EXERCISE GOAL: Although the entries contain pictures, write out only their text, exactly as it stands.

RECORDS FOR THE TASK section start

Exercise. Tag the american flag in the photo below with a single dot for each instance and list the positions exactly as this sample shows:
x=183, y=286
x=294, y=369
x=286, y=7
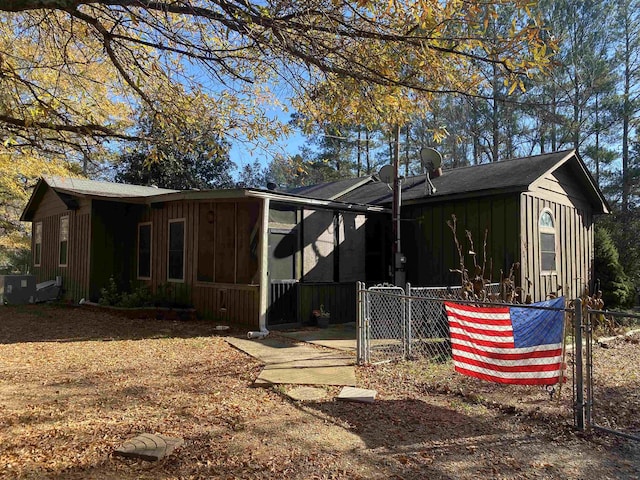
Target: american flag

RECORDS FOR THE TASK section end

ANSWER FOR THIS EXERCISE:
Exercise. Tag the american flag in the photo below with a single dot for each instance and list the positions exactly as this sample shows:
x=183, y=286
x=294, y=369
x=286, y=7
Target: american flag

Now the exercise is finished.